# hyperness



## radicalsam (Feb 18, 2009)

is there a good training method to getting a dog to stop running off really fast on a leash when taken on walks? i heard that the owner should just stop walking until the stop trying to run off


----------



## Postal (Jan 23, 2009)

With Brian, I would walk with him beside me, treat in my left hand (or right, your preference) and hold it tight down beside you. Hold it in front of his nose and tell him "let's go" (not heel, that's a much more specific command) and just walk. If he stays with you for so many paces, then stop and treat him. Pull out another treat and try again, this time with more paces. Eventually he should learn to stay beside you. I like this command when I'm on a busy street or there's a lot of people around..

On regular, end of the day relaxing walks, if you don't mind him running around close to you smelling all the new smells (most people don't, especially me. dogs should be dogs) then let him roam. When he gets to the end of his leash, immediately stop and change directions. When he looks up and sees your back to him so many times, he will eventually learn to not pull on the leash or he will end up going the opposite way.

Alot of people let them pull and when you do so, he is rewarded by going where he wants. In that case, he will never learn to not hit the end of his leash and he will be walking you. Just remember, let him run around, but as SOON as he hits the end of that leash, change directions immediately and don't slow down your pace. Everytime he hits the end, boom, 180 it and keep walking. Worked for me after only a day. Good luck!

**DIRECTION 1:** Could you swap "detector" for "locator" in the entries, everything from the first line down to the line that contains "left=439, top=68, right=487, bottom=236", and give those lines again with all else unchanged?

**RECORD LIST:**
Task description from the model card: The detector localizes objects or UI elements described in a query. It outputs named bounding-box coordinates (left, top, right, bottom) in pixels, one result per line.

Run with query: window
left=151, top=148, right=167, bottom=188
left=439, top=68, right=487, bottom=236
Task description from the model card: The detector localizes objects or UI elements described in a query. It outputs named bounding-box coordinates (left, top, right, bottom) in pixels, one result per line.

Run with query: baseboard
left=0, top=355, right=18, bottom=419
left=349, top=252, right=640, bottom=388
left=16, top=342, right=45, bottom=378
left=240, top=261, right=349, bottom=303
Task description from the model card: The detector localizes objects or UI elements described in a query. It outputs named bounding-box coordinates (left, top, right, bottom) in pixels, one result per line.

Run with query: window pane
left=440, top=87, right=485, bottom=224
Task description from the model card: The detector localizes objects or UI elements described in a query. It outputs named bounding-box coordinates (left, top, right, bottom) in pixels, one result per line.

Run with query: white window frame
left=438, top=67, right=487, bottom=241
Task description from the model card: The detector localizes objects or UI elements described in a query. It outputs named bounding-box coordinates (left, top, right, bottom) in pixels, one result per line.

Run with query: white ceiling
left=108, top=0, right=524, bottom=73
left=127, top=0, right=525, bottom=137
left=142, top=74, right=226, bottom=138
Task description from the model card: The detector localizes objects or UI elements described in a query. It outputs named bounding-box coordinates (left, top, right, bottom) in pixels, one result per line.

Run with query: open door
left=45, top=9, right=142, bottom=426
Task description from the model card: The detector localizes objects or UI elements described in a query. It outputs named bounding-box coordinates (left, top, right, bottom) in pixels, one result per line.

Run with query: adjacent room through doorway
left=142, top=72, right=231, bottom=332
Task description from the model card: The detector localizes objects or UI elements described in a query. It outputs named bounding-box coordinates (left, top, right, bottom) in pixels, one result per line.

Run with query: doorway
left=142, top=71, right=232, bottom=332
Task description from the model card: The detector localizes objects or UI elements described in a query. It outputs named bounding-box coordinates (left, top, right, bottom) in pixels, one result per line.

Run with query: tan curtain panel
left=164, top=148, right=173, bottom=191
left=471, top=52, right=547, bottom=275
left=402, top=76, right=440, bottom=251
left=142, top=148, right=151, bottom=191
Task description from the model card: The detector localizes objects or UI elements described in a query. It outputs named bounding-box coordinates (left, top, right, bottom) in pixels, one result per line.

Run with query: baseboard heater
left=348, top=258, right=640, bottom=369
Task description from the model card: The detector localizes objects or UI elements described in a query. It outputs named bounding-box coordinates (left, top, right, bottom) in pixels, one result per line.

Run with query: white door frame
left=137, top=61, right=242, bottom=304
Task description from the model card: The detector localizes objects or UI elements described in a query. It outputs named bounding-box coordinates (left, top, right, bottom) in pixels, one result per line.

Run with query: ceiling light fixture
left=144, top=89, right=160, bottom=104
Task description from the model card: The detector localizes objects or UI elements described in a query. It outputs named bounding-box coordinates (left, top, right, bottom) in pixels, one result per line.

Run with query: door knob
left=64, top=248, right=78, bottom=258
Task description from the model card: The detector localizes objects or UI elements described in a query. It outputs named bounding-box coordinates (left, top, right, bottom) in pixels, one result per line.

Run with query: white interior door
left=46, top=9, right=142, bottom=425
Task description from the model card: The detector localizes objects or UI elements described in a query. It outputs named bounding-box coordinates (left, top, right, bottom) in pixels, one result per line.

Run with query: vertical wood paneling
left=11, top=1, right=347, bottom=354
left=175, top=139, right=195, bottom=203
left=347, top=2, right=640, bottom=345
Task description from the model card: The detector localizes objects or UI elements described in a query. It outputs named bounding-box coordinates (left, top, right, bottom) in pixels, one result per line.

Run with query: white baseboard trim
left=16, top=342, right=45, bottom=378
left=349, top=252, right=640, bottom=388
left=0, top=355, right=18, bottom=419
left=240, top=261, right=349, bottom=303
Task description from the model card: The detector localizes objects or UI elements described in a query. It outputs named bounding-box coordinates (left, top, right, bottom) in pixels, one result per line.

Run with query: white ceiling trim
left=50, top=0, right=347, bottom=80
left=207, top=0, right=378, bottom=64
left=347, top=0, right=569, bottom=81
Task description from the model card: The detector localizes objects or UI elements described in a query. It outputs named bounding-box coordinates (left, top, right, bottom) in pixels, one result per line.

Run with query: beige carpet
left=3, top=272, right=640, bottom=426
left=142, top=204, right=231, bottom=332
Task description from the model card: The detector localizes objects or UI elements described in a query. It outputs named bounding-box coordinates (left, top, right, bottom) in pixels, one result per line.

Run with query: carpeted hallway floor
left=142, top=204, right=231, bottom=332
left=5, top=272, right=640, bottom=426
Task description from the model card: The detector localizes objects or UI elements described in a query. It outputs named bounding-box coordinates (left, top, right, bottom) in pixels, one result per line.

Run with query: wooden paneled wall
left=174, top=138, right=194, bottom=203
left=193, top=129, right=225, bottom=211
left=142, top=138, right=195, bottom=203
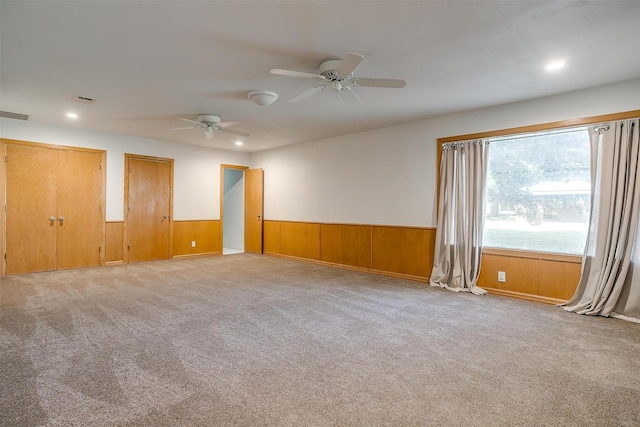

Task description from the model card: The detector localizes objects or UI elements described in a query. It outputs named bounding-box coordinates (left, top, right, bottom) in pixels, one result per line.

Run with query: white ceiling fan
left=171, top=114, right=249, bottom=139
left=271, top=53, right=407, bottom=104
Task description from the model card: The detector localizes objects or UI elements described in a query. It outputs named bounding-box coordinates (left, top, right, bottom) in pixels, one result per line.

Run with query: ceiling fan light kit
left=171, top=114, right=249, bottom=139
left=247, top=90, right=278, bottom=106
left=271, top=53, right=407, bottom=104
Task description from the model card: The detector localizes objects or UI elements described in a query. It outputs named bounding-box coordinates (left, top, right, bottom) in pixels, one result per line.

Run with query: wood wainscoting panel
left=264, top=221, right=280, bottom=254
left=173, top=219, right=222, bottom=257
left=372, top=226, right=436, bottom=278
left=539, top=259, right=582, bottom=300
left=280, top=221, right=320, bottom=260
left=320, top=224, right=371, bottom=269
left=105, top=221, right=124, bottom=263
left=478, top=253, right=540, bottom=295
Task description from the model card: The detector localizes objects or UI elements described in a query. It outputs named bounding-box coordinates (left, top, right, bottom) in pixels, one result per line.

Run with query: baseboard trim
left=171, top=252, right=222, bottom=259
left=480, top=286, right=567, bottom=305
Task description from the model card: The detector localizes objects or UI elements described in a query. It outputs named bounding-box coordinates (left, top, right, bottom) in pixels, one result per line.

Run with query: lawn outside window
left=483, top=127, right=591, bottom=255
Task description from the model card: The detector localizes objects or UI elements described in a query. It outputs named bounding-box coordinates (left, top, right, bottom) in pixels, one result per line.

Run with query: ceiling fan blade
left=218, top=122, right=240, bottom=128
left=176, top=117, right=205, bottom=127
left=289, top=85, right=326, bottom=104
left=336, top=53, right=364, bottom=76
left=271, top=68, right=326, bottom=80
left=341, top=86, right=362, bottom=104
left=219, top=128, right=249, bottom=136
left=351, top=78, right=407, bottom=89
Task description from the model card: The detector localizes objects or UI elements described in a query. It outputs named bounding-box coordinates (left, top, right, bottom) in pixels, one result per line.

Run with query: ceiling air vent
left=0, top=111, right=29, bottom=120
left=73, top=96, right=96, bottom=104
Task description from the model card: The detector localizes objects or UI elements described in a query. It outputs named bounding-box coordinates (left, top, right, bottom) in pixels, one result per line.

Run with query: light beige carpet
left=0, top=254, right=640, bottom=426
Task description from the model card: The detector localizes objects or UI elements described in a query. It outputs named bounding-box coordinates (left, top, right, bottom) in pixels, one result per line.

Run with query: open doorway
left=220, top=165, right=264, bottom=255
left=222, top=167, right=244, bottom=255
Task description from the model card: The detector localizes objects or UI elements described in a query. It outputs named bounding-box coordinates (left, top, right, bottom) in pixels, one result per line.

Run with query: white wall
left=0, top=118, right=249, bottom=221
left=222, top=168, right=244, bottom=251
left=251, top=79, right=640, bottom=227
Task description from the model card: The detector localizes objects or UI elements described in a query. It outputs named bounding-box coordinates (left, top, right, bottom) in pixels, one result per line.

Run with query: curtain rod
left=486, top=123, right=609, bottom=142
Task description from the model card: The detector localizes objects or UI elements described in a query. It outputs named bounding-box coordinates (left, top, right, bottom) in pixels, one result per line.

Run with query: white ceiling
left=0, top=0, right=640, bottom=152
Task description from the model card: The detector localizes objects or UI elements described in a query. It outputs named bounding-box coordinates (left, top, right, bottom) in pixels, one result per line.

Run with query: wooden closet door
left=125, top=158, right=172, bottom=262
left=57, top=150, right=102, bottom=269
left=5, top=145, right=58, bottom=274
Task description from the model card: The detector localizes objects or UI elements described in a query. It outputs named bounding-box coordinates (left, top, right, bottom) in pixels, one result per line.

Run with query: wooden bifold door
left=5, top=144, right=104, bottom=274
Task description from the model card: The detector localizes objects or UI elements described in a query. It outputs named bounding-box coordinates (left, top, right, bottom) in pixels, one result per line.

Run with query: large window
left=483, top=129, right=591, bottom=255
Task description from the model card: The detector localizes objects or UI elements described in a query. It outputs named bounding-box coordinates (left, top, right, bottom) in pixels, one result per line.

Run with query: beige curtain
left=563, top=119, right=640, bottom=321
left=430, top=140, right=489, bottom=295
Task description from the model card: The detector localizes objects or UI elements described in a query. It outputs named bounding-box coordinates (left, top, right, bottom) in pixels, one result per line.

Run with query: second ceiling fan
left=271, top=53, right=407, bottom=104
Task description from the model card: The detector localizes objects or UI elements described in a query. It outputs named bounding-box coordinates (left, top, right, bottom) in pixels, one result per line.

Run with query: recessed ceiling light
left=544, top=59, right=567, bottom=71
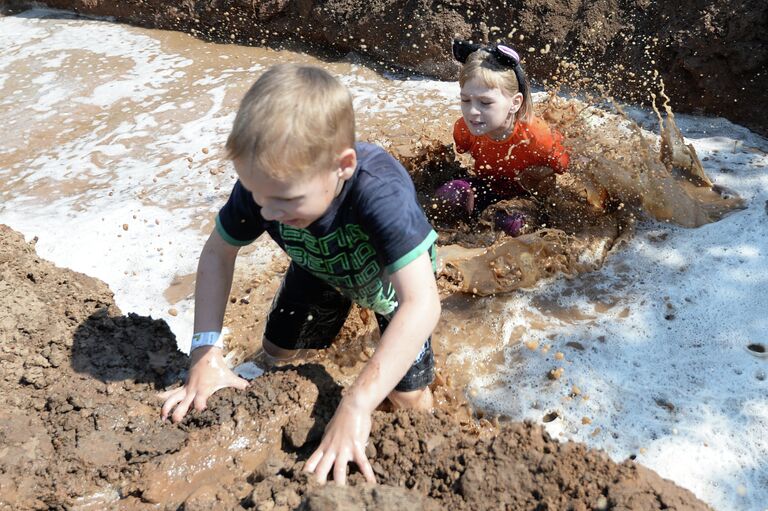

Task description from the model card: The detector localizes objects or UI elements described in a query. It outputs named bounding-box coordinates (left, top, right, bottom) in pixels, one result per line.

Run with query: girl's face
left=461, top=78, right=523, bottom=139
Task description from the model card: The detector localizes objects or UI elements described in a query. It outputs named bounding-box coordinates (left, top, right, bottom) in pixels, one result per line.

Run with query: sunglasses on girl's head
left=453, top=39, right=520, bottom=69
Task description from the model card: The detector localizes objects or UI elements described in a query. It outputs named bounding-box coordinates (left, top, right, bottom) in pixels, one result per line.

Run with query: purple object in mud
left=435, top=179, right=475, bottom=213
left=494, top=211, right=526, bottom=238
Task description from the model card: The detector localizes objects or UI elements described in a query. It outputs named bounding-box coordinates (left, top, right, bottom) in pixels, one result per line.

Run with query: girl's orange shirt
left=453, top=116, right=569, bottom=192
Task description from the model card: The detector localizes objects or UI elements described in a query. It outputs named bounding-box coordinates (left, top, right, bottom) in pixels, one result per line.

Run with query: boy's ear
left=338, top=147, right=357, bottom=181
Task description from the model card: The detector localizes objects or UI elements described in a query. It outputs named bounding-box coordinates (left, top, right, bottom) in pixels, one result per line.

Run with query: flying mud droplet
left=747, top=342, right=768, bottom=358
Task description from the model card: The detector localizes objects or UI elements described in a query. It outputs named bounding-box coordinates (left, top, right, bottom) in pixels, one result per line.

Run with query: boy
left=160, top=64, right=440, bottom=485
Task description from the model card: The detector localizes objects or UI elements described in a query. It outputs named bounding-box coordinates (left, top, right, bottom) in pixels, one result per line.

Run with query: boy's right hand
left=158, top=346, right=248, bottom=422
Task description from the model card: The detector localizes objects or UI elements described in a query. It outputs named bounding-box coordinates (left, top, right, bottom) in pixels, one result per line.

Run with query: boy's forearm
left=194, top=234, right=237, bottom=332
left=344, top=294, right=440, bottom=413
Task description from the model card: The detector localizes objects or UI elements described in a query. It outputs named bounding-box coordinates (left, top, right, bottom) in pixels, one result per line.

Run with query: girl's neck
left=488, top=116, right=515, bottom=142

**DIRECTION 2:** Can you reproduce the whole leash-pulling thread word for word?

**FULL OUTPUT 1:**
Task description from the model card: The locator localizes objects or UI elements described in a query. It outputs named bounding-box coordinates (left, top, right, bottom) in pixels, one result per line.

Run with query: window
left=151, top=148, right=167, bottom=188
left=439, top=68, right=487, bottom=236

**FULL OUTPUT 2:**
# hyperness



## radicalsam (Feb 18, 2009)

is there a good training method to getting a dog to stop running off really fast on a leash when taken on walks? i heard that the owner should just stop walking until the stop trying to run off


----------



## Postal (Jan 23, 2009)

With Brian, I would walk with him beside me, treat in my left hand (or right, your preference) and hold it tight down beside you. Hold it in front of his nose and tell him "let's go" (not heel, that's a much more specific command) and just walk. If he stays with you for so many paces, then stop and treat him. Pull out another treat and try again, this time with more paces. Eventually he should learn to stay beside you. I like this command when I'm on a busy street or there's a lot of people around..

On regular, end of the day relaxing walks, if you don't mind him running around close to you smelling all the new smells (most people don't, especially me. dogs should be dogs) then let him roam. When he gets to the end of his leash, immediately stop and change directions. When he looks up and sees your back to him so many times, he will eventually learn to not pull on the leash or he will end up going the opposite way.

Alot of people let them pull and when you do so, he is rewarded by going where he wants. In that case, he will never learn to not hit the end of his leash and he will be walking you. Just remember, let him run around, but as SOON as he hits the end of that leash, change directions immediately and don't slow down your pace. Everytime he hits the end, boom, 180 it and keep walking. Worked for me after only a day. Good luck!